◆ **Information shown**
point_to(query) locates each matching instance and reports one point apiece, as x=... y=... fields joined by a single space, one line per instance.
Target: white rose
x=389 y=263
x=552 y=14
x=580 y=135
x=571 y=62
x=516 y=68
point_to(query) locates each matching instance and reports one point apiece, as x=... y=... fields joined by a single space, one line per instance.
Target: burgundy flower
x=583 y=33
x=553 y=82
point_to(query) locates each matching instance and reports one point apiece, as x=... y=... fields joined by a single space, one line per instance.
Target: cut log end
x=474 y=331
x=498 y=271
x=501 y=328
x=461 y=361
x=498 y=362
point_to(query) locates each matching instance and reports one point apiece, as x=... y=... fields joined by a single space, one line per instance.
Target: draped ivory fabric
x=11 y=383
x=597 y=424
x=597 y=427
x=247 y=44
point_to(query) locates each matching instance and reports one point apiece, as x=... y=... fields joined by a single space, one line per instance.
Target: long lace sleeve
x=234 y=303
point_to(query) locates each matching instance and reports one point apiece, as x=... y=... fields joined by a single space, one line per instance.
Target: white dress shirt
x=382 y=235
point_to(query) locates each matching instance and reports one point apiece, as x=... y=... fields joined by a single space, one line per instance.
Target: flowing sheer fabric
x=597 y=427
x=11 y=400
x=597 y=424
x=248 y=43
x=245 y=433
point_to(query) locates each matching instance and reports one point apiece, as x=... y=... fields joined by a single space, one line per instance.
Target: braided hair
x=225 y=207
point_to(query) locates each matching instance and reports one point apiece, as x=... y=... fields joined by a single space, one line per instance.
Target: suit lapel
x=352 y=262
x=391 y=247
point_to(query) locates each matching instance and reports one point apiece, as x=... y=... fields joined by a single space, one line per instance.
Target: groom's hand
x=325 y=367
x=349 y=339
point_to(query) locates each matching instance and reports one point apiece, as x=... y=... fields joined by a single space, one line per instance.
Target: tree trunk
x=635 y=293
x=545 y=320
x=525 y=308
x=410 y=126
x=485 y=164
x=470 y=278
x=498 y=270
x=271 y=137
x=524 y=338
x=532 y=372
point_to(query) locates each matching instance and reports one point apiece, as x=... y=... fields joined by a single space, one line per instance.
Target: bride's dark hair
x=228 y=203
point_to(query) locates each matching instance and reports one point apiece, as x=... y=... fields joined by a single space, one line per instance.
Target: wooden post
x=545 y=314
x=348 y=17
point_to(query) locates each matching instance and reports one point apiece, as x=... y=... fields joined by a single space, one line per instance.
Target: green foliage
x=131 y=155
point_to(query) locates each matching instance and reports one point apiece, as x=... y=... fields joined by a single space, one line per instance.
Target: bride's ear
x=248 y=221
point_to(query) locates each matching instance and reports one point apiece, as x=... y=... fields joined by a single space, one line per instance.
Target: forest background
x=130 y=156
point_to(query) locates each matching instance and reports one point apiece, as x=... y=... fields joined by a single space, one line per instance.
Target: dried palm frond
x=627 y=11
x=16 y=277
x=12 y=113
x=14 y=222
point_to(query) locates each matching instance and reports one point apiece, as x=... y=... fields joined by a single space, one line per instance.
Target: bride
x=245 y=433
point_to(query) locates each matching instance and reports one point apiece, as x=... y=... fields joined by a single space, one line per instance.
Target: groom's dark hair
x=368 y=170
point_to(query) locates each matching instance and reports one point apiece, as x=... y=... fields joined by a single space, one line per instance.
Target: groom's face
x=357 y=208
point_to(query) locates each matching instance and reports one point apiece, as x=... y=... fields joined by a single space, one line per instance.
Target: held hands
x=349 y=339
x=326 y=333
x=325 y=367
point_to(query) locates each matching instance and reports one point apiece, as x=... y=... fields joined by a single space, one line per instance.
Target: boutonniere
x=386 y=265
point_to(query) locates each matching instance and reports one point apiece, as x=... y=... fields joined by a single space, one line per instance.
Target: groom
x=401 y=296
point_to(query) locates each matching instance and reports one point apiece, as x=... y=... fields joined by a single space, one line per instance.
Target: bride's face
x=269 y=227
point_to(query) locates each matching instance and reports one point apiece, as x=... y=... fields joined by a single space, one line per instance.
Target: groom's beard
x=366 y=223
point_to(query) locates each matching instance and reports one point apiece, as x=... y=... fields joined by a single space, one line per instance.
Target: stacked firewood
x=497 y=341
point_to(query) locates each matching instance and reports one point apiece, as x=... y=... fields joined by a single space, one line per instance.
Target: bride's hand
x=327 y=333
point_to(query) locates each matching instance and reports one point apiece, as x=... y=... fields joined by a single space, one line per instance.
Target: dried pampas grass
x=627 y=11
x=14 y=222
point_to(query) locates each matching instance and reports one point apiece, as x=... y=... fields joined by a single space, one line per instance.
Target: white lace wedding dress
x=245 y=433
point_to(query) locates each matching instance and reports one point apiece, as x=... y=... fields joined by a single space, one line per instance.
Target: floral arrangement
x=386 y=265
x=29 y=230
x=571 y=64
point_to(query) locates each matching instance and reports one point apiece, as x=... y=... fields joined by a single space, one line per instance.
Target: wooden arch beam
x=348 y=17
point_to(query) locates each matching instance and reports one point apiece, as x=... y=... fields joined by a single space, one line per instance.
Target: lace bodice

◆ **Task description**
Go through the listing and copy all of it exactly.

◆ **Expected answer**
point_to(query) locates each matching instance and reports one point apiece, as x=... y=... fields joined by a single space, one line per instance.
Target: white rose
x=389 y=263
x=552 y=14
x=580 y=135
x=571 y=62
x=516 y=68
point_to(query) locates each matching instance and reports one point apiece, as x=... y=... fields joined by a single space, one line per instance.
Target: burgundy flower
x=583 y=33
x=553 y=82
point_to(query) locates each matching instance and reports one point apiece, as x=... y=... fields joined by a single space, one line per instance.
Target: cut log end
x=474 y=331
x=498 y=271
x=501 y=328
x=461 y=361
x=498 y=362
point_to(query) locates each matching instance and reports one point apiece, as x=... y=... fields joined by a single space, one line per instance.
Target: draped ivory fabric
x=11 y=383
x=597 y=424
x=597 y=427
x=247 y=44
point_to(query) locates each matching instance and reports one point apiece, as x=... y=... fields joined by a single space, one line per instance.
Target: long lace sleeve
x=234 y=303
point_to(query) locates each matching instance and reports one point apiece, as x=... y=... fields joined by a single space, one line per instance.
Target: white dress shirt
x=382 y=235
point_to(query) locates each matching instance and reports one point apiece, as x=... y=... fields joined by a single space, one line per instance.
Target: flowing sheer fabric
x=597 y=427
x=11 y=400
x=597 y=424
x=248 y=43
x=245 y=433
point_to(query) locates each matching instance and reports one point apiece, as x=... y=... fields joined by a single space, one line per instance.
Target: braided hair
x=225 y=207
point_to(query) locates each matching instance and reports one point apiece, as x=... y=... fields joined by a single space, one line per instance.
Target: suit lapel
x=352 y=262
x=391 y=247
point_to(query) locates each matching instance and reports one point apiece, as x=... y=... fields joined by a single space, one line per instance.
Target: groom's hand
x=325 y=367
x=349 y=339
point_to(query) locates each matching instance and reports one point apiece, as x=... y=... fields joined by a single space, one line per instance.
Target: tree trunk
x=635 y=293
x=545 y=320
x=525 y=308
x=410 y=126
x=485 y=164
x=470 y=278
x=498 y=270
x=271 y=137
x=524 y=338
x=532 y=372
point_to(query) locates each matching instance and reports one point apiece, as x=... y=... fields joined by a single space, one line per instance.
Target: bride's dark hair
x=228 y=203
point_to(query) locates each matching instance and reports one point apiece, as x=... y=... fields joined by a single space, one line per instance.
Target: wooden post
x=545 y=314
x=348 y=17
point_to(query) locates each matching instance and reports one point apiece, as x=... y=... fields joined by a single space, one line per instance.
Target: green foliage
x=131 y=155
point_to(query) locates each matching instance and reports one point apiece, as x=... y=... fields joined by a single space, one line per instance.
Target: bride's ear
x=248 y=221
point_to(query) locates each matching instance and reports one point apiece, as x=... y=... fields joined by a single space, one line per instance.
Target: forest background
x=130 y=156
point_to(query) locates each matching instance and reports one point apiece, as x=... y=... fields joined by a single space, one line per instance.
Target: dried palm frond
x=627 y=11
x=16 y=277
x=12 y=113
x=14 y=222
point_to(query) locates each matching instance and reports one point apiece, as x=... y=... fields joined by a single space, one line per instance.
Target: bride
x=245 y=433
point_to(query) locates each matching instance and reports one point apiece, as x=... y=... fields joined by a single space, one line per instance.
Target: groom's dark hair
x=368 y=170
point_to(query) locates each matching instance and reports one point apiece, as x=... y=... fields joined by a single space, one line per instance.
Target: groom's face
x=357 y=208
point_to(query) locates each matching instance and reports one point apiece, as x=... y=... fields joined by a single space, one line per instance.
Target: held hands
x=349 y=339
x=326 y=333
x=325 y=367
point_to(query) locates each matching instance and reports one point apiece, as x=... y=... fields joined by a single space, one line per instance.
Target: boutonniere
x=386 y=265
point_to(query) locates each matching instance and reports one point apiece, as x=... y=... fields joined by a single space, one line per instance.
Target: groom
x=401 y=296
point_to(query) locates each matching instance and reports one point apiece, as x=... y=... fields joined by a single space, one line per instance.
Target: bride's face
x=269 y=227
point_to(query) locates each matching instance and reports one point apiece, as x=... y=... fields joined by a single space, one line per instance.
Target: groom's beard
x=366 y=223
point_to(query) locates each matching instance and reports one point apiece, as x=... y=... fields joined by a single space, one line per instance.
Target: stacked firewood
x=497 y=341
point_to(query) locates each matching instance and reports one point apiece, as x=... y=... fields joined by a single space, one line per instance.
Target: bride's hand
x=327 y=333
point_to(query) locates each matching instance and reports one point apiece, as x=... y=... fields joined by a single space, one line per instance.
Target: dried pampas grass
x=627 y=11
x=14 y=222
point_to(query) locates each matching instance and reports one point apiece, as x=... y=... fields joined by a single space, one line per instance.
Target: white lace wedding dress
x=245 y=433
point_to(query) locates each matching instance and reports one point apiece, as x=... y=... fields joined by a single space, one line per instance.
Target: floral arrangement
x=386 y=265
x=29 y=230
x=571 y=64
point_to(query) locates each matching instance and reports one point apiece, as x=... y=... fields joined by a single space, one line per instance.
Target: wooden arch beam
x=348 y=17
point_to(query) locates each matching instance and reports one point apiece, as x=... y=... fields joined by a single space, one line per instance.
Target: lace bodice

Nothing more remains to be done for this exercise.